---- Data supplied
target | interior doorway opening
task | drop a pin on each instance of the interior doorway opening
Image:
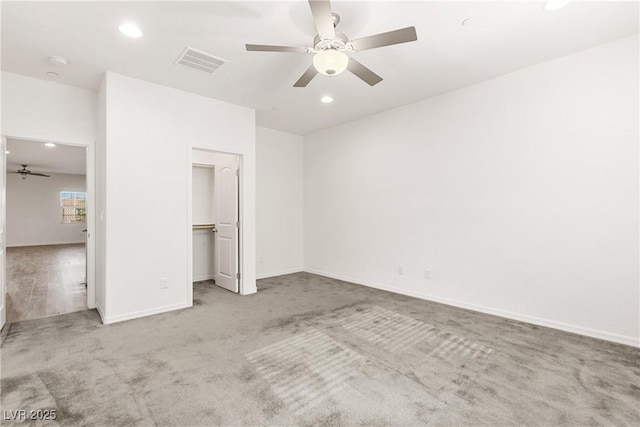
(46, 212)
(215, 225)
--------
Problem to solve
Reproduce the data above line for line without any alteration, omitting the picture.

Output below
target | interior doorway opening
task | drop a pin on each instance of the interior doorway opening
Image:
(46, 212)
(215, 225)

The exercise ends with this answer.